> _INSTRUCTIONS FOR THE TASK_: Print the rows below verbatim, starting with the line that contains "the snowman body" and going on through the final line of the rows.
────────────────
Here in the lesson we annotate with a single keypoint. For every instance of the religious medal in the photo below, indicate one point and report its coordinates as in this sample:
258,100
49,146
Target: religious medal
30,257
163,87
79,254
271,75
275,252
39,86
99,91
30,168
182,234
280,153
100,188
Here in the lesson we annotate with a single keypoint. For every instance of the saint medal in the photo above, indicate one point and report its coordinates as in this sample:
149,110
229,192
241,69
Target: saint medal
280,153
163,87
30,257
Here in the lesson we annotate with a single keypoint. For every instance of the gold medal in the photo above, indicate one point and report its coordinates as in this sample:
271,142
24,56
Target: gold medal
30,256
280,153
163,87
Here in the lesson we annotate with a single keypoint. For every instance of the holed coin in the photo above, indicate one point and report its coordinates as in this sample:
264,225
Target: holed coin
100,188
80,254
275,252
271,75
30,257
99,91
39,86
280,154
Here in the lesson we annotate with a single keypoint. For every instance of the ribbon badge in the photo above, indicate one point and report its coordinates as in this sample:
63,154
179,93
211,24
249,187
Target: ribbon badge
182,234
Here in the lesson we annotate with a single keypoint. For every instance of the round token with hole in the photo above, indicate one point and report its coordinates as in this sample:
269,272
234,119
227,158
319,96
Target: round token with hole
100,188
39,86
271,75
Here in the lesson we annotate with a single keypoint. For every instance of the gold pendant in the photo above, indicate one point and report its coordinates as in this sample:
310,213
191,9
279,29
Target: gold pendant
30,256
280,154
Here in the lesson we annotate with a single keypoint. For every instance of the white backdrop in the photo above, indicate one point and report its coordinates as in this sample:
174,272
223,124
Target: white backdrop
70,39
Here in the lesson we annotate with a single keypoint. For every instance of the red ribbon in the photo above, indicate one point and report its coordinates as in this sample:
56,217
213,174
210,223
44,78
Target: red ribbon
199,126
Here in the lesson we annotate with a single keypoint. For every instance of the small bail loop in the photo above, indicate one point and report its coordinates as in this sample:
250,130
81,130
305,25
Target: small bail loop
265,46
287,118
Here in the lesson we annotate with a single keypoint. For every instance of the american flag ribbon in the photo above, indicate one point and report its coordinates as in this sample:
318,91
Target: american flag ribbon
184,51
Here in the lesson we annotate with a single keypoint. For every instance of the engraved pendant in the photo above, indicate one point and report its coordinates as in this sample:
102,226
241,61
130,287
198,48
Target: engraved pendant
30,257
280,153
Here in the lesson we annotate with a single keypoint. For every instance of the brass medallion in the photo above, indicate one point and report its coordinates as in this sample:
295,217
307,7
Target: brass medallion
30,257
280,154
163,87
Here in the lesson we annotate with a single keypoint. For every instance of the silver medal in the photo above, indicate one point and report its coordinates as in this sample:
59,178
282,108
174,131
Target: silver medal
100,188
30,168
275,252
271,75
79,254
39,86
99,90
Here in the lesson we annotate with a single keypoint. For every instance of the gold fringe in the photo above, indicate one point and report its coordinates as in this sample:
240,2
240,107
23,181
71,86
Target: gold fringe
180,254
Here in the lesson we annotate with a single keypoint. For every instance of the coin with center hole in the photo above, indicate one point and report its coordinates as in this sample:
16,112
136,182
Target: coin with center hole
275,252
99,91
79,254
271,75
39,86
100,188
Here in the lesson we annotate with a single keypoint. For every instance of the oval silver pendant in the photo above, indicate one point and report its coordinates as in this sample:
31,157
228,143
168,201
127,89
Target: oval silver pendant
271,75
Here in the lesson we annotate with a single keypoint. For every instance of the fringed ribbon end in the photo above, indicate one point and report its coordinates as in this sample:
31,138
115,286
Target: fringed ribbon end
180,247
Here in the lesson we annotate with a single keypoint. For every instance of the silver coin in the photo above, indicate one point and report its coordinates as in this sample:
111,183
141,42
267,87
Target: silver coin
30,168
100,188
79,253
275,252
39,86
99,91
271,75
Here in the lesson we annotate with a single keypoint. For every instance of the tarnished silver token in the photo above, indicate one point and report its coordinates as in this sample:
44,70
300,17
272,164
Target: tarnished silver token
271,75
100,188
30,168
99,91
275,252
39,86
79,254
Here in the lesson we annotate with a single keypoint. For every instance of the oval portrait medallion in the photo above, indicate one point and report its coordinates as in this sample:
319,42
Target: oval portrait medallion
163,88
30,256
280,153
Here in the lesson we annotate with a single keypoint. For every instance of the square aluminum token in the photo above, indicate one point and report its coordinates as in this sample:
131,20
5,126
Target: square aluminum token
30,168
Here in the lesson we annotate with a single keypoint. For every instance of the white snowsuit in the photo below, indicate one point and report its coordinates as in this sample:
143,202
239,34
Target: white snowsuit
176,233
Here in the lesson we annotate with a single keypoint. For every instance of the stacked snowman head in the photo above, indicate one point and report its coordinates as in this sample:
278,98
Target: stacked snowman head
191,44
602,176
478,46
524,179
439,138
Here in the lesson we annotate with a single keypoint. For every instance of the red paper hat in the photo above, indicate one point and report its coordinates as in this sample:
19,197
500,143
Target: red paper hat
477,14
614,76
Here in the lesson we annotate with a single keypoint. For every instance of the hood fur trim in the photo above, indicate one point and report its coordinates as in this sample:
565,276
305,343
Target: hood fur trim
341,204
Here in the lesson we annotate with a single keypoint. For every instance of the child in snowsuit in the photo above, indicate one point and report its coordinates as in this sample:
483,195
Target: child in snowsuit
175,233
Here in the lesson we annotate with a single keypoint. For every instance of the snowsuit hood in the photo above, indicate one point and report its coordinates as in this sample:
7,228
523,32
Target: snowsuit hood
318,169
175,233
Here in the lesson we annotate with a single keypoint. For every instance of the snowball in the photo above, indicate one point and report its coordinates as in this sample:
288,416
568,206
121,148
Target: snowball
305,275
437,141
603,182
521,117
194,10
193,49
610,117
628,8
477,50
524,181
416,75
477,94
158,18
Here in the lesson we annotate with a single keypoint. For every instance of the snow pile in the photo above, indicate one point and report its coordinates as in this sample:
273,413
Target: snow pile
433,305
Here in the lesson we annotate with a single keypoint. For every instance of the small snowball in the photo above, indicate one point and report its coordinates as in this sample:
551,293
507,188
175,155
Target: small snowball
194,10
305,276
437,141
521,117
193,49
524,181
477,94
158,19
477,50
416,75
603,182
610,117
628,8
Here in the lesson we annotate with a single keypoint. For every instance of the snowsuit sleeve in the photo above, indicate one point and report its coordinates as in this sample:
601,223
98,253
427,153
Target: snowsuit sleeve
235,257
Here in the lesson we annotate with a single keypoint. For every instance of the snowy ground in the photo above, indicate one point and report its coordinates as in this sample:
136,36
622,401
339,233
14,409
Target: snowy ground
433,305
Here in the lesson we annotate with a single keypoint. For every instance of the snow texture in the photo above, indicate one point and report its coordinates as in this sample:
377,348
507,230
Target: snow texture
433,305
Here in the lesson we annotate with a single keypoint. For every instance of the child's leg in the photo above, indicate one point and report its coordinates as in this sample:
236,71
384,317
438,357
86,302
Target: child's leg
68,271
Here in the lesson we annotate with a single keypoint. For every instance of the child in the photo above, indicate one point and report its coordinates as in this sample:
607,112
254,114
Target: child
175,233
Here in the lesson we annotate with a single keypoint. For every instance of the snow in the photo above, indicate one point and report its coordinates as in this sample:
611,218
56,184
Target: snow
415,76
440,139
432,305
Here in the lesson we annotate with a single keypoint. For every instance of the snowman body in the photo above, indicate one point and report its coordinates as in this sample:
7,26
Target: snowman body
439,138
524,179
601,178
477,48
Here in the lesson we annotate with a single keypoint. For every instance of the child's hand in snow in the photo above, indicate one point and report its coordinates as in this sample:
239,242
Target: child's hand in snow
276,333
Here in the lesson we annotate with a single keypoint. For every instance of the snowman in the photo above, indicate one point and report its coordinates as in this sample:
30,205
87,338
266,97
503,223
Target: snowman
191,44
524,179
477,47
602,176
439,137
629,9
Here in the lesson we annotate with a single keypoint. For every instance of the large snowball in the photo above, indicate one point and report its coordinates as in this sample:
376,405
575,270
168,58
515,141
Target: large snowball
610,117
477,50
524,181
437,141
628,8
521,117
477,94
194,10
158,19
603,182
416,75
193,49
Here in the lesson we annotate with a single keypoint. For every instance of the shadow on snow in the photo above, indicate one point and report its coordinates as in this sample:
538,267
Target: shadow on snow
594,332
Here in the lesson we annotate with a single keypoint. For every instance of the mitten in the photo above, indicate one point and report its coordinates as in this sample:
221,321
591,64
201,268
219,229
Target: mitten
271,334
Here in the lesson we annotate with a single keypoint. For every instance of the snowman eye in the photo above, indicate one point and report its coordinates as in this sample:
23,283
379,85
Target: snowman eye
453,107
────────────────
> _WRITTEN ANSWER_:
Here in the lesson we annotate with a single keypoint. For every instance of the snowman body in the photo above, indicate one point and report its coordinates as in this sample:
7,26
Target: snowman body
439,138
524,179
601,178
477,48
Here in the lesson we annotate with a single keypoint. For every instance of the child's hand in snow in the photo above, indicate one point and report its coordinates as in this sample:
239,242
Target: child's hand in snow
276,333
Here in the lesson we annotate with a single keypoint. For every instance of the snowman in the photo above, indicate one point and report its coordinates as in this sample:
30,205
87,338
266,97
503,223
Target: snowman
191,44
524,179
477,47
602,176
439,137
629,9
Here in the lesson we annotate with a single keypoint. For every instance of the large snowball in the photo above, indicate one point and report its coordinates as in this sample:
376,405
575,270
168,58
515,141
Target: large snowball
610,117
477,50
524,181
437,141
628,8
521,117
477,94
194,10
158,19
603,182
416,75
193,49
Here in the lesson we annotate with a single keypoint. For every instance of the shadow on snow in the photo above, indicate one point and report its coordinates as in this sample:
538,267
Target: shadow on snow
594,332
Here in the lesson we annotate with a single keypoint. For every instance of the mitten in the photo above, indicate one point and report its coordinates as in this sample:
221,321
591,64
201,268
219,229
Target: mitten
271,334
Here in the lesson we annotate with a single keypoint. For every instance of the snowman eye in the photo above, indicate one point and report its coordinates as in this sample:
23,283
379,85
Target: snowman eye
453,107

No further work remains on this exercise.